Sunday, October 3, 2010

Borders (the un-bookstore kind) and Boundaries

When you begin a vision of self with a vision suggesting superiority or merely enlightened awareness at the expense of others, you are distancing yourself from forms of contact and interaction that support your basic instincts as a social animal.  This distance mechanism, if pursued, is a direct path to feelings of remoteness, where suspicions and loneliness may lurk, even be nourished into resentment, which represents an even deeper push away from contact and human discourse.

Frustrating and slow-moving as human engagement may sometimes be, it is nevertheless the wellspring from which insight, intent, and behavior emerge.  Could a person go it alone?  No question.  Could a person flourish and create alone?  Same answer; examples abound of productive men and women in quasi-hermetic conditions.  But were they happy at what they were doing?  Or did they somehow manage to convince themselves they were put upon, thus creating as they did in spite of instead of because of their remove?

Scant distance from these observations to one of your favorite and more productive working places, 3917 State Street, Santa Barbara, California, a coffee shop crowded equally in observation of free wi-fi  and superior coffee.  Whatever the motive, they often talk, chat, visit, all symptoms of their humanity.  You do not particularly need wi-fi access; there is your cell phone, if necessary.  And while you cannot match the foamy splendor of a Peet's latte, you have equipment at home to provide a good approximation of a Peet's latte.

*Supplied data*:
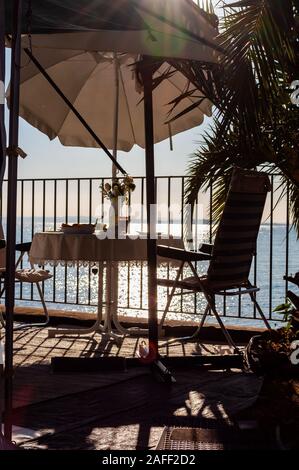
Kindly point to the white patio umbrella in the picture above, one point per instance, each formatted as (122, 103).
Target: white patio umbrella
(87, 79)
(153, 28)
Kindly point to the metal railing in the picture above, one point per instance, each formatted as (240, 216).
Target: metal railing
(43, 204)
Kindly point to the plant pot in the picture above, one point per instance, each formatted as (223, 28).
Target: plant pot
(263, 361)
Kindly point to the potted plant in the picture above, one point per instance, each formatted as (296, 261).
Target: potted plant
(269, 353)
(118, 193)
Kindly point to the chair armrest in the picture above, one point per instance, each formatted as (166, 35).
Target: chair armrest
(206, 248)
(23, 246)
(181, 255)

*Explore the material*:
**1)** In the essay on borders and boundaries, what is the street address of the coffee shop?
**2)** Translate this sentence from the essay on borders and boundaries into Spanish: "Frustrating and slow-moving as human engagement may sometimes be, it is nevertheless the wellspring from which insight, intent, and behavior emerge."
**3)** The essay on borders and boundaries names several things that the coffee shop's patrons often do as symptoms of their humanity. List all of them.

*Results of the exercise*:
**1)** 3917 State Street, Santa Barbara, California

**2)** Por frustrante y lenta que a veces pueda ser la interacción humana, es, sin embargo, el manantial del que surgen la perspicacia, la intención y la conducta.

**3)** talk, chat, visit